Task directions
The result should be a word-for-word retyping of the entries below, free of pictures.

Extracted records
=-=-=-=-=
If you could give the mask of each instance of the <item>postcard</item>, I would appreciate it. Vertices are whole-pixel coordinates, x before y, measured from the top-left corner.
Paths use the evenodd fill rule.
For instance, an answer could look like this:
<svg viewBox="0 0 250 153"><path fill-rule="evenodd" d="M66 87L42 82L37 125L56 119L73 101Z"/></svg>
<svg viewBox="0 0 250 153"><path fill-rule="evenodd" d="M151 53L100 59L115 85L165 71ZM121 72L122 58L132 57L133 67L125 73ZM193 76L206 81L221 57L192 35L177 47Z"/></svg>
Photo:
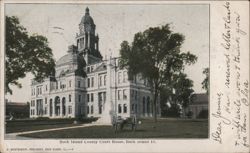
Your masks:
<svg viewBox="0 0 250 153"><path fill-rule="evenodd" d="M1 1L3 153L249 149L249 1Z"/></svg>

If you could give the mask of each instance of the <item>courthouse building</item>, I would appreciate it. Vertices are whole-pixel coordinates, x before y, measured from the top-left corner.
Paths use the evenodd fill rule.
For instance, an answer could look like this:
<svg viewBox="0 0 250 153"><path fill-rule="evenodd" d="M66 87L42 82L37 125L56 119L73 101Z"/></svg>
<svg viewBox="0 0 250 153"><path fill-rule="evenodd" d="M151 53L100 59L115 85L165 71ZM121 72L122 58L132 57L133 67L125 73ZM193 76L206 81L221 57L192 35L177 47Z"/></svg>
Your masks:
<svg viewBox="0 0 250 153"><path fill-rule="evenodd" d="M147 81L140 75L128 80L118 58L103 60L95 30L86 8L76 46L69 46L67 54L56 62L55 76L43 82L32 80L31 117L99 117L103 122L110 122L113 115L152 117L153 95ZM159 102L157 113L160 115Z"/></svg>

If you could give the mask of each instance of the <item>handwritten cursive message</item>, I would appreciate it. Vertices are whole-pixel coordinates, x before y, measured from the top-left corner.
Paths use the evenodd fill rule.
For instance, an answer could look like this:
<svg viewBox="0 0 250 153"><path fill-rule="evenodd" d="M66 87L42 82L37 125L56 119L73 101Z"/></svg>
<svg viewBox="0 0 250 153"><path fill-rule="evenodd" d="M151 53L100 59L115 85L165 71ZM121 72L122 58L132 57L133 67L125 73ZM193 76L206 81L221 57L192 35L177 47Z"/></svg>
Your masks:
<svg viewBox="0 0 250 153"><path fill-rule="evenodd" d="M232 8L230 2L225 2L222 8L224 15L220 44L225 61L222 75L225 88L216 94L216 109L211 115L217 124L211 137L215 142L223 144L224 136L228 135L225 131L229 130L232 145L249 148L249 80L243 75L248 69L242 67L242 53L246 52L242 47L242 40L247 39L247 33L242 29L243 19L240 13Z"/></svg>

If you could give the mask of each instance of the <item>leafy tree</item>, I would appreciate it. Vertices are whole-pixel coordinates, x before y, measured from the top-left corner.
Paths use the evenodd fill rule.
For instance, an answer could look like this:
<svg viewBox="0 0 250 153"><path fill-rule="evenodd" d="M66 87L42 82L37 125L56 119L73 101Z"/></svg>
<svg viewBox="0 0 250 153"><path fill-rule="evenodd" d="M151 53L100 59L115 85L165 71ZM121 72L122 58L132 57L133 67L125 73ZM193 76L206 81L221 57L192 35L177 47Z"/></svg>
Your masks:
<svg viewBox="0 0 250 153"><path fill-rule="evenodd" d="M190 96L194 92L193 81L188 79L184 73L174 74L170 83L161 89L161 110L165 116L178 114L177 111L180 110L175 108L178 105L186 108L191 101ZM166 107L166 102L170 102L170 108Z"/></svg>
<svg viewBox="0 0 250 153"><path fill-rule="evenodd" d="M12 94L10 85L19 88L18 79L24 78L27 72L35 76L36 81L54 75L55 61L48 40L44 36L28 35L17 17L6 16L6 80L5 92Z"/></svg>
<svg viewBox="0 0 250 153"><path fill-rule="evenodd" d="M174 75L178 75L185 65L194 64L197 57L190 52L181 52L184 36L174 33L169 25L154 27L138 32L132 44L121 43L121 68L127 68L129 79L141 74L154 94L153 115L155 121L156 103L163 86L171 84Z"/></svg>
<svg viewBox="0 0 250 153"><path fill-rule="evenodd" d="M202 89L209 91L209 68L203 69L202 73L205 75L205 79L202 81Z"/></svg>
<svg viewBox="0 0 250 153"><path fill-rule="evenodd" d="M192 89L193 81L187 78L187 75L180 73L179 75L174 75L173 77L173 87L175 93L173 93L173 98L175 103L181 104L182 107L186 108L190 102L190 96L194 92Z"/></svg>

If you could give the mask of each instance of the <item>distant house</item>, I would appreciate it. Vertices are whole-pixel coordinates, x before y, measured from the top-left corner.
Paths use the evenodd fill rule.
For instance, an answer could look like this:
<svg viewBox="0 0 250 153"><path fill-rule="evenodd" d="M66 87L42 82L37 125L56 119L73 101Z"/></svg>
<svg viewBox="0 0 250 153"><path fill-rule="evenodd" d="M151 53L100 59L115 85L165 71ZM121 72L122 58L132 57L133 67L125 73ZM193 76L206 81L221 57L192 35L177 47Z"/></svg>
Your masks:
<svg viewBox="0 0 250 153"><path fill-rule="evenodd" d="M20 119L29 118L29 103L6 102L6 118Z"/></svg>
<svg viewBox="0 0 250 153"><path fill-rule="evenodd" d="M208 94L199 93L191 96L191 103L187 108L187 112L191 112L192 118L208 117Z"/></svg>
=-=-=-=-=
Output for this exercise
If you could give the mask of each instance of the <item>postcard</item>, I would appreciate it. Vertices are whole-pixel coordinates, x before y, measured from the top-left corner.
Paths use the evenodd fill rule.
For instance, an answer could look like this:
<svg viewBox="0 0 250 153"><path fill-rule="evenodd" d="M66 87L42 82L37 125L56 119L73 101Z"/></svg>
<svg viewBox="0 0 250 153"><path fill-rule="evenodd" d="M151 53L100 59L115 85L165 71ZM121 72L122 58L132 57L133 67L125 73ZM193 76L206 81L221 57L192 35L177 47Z"/></svg>
Photo:
Your masks:
<svg viewBox="0 0 250 153"><path fill-rule="evenodd" d="M1 1L3 153L249 149L249 1Z"/></svg>

If you could give the mask of each instance of the <item>courthouse building</item>, I would appreciate it. Vertices are whole-pixel coordinates, x before y, measured from the top-left corner.
Paths use the evenodd fill rule.
For instance, an answer could look like this:
<svg viewBox="0 0 250 153"><path fill-rule="evenodd" d="M66 87L42 82L37 125L56 119L73 101Z"/></svg>
<svg viewBox="0 0 250 153"><path fill-rule="evenodd" d="M151 53L100 59L115 85L165 71ZM121 72L122 58L132 57L133 67L125 73ZM193 76L206 81L221 57L192 35L177 47Z"/></svg>
Your masks:
<svg viewBox="0 0 250 153"><path fill-rule="evenodd" d="M147 81L140 75L128 80L118 58L103 60L95 30L86 8L76 46L69 46L67 54L56 62L55 76L43 82L32 80L31 117L99 117L103 122L110 122L113 115L152 117L153 95ZM159 102L157 113L160 115Z"/></svg>

If you could give the mask of each instance of the <item>handwritten cursive message</item>, I would appreciate it. Vertices are whole-pixel coordinates, x before y, measured from the top-left corner.
Paths use the evenodd fill rule.
For instance, an answer could look like this:
<svg viewBox="0 0 250 153"><path fill-rule="evenodd" d="M66 87L42 82L37 125L56 119L73 101Z"/></svg>
<svg viewBox="0 0 250 153"><path fill-rule="evenodd" d="M151 53L100 59L115 85L165 71ZM121 72L122 58L132 57L133 67L125 73ZM193 76L206 81L221 57L192 35L177 47Z"/></svg>
Your masks:
<svg viewBox="0 0 250 153"><path fill-rule="evenodd" d="M232 8L230 2L225 2L222 8L224 15L220 44L225 61L222 75L225 88L216 94L216 109L211 115L217 124L211 137L215 142L223 144L224 136L228 135L225 131L229 130L232 145L249 148L249 80L243 75L248 69L242 67L242 53L246 52L242 47L242 40L247 39L247 33L242 29L243 19L240 13Z"/></svg>

If you could give the mask of each instance of the <item>leafy tree</item>, I would appreciate it. Vertices are whole-pixel coordinates, x before y, measured from the top-left corner.
Paths use the evenodd fill rule.
For instance, an answer could look like this:
<svg viewBox="0 0 250 153"><path fill-rule="evenodd" d="M66 87L42 82L37 125L56 119L73 101Z"/></svg>
<svg viewBox="0 0 250 153"><path fill-rule="evenodd" d="M151 53L100 59L115 85L165 71ZM121 72L122 58L132 57L133 67L125 73ZM193 76L206 81L221 57L192 35L177 47Z"/></svg>
Your masks:
<svg viewBox="0 0 250 153"><path fill-rule="evenodd" d="M190 96L194 92L193 81L188 79L184 73L174 74L170 83L161 89L161 110L165 116L178 114L177 111L180 110L175 108L178 105L186 108L191 101ZM166 107L166 102L170 102L170 108Z"/></svg>
<svg viewBox="0 0 250 153"><path fill-rule="evenodd" d="M12 94L10 85L19 88L18 79L24 78L27 72L35 76L36 81L54 75L55 61L48 40L44 36L28 35L17 17L6 16L6 80L5 92Z"/></svg>
<svg viewBox="0 0 250 153"><path fill-rule="evenodd" d="M174 75L178 75L185 65L194 64L197 57L190 52L181 52L184 36L174 33L169 25L154 27L138 32L132 44L121 43L121 68L127 68L129 79L141 74L154 94L153 115L155 121L156 103L163 86L171 84Z"/></svg>
<svg viewBox="0 0 250 153"><path fill-rule="evenodd" d="M202 89L209 91L209 68L203 69L202 73L205 75L205 79L202 81Z"/></svg>
<svg viewBox="0 0 250 153"><path fill-rule="evenodd" d="M192 89L193 81L187 78L187 75L180 73L179 75L174 75L173 77L173 87L175 93L173 93L173 98L175 103L181 104L182 107L186 108L190 102L190 96L194 92Z"/></svg>

If you could give the mask of each instance of the <item>distant house</item>, I would appreciate it. Vertices are whole-pixel coordinates, x before y, measured from the top-left corner.
Paths use the evenodd fill rule.
For instance, an answer could look like this:
<svg viewBox="0 0 250 153"><path fill-rule="evenodd" d="M66 87L42 82L37 125L56 119L73 101Z"/></svg>
<svg viewBox="0 0 250 153"><path fill-rule="evenodd" d="M151 53L100 59L115 85L165 71ZM121 72L122 58L132 57L133 67L125 73ZM193 76L206 81L221 57L192 35L177 47Z"/></svg>
Your masks:
<svg viewBox="0 0 250 153"><path fill-rule="evenodd" d="M20 119L29 118L29 103L6 102L6 118Z"/></svg>
<svg viewBox="0 0 250 153"><path fill-rule="evenodd" d="M208 94L199 93L191 96L191 103L187 108L187 112L191 112L192 118L208 117Z"/></svg>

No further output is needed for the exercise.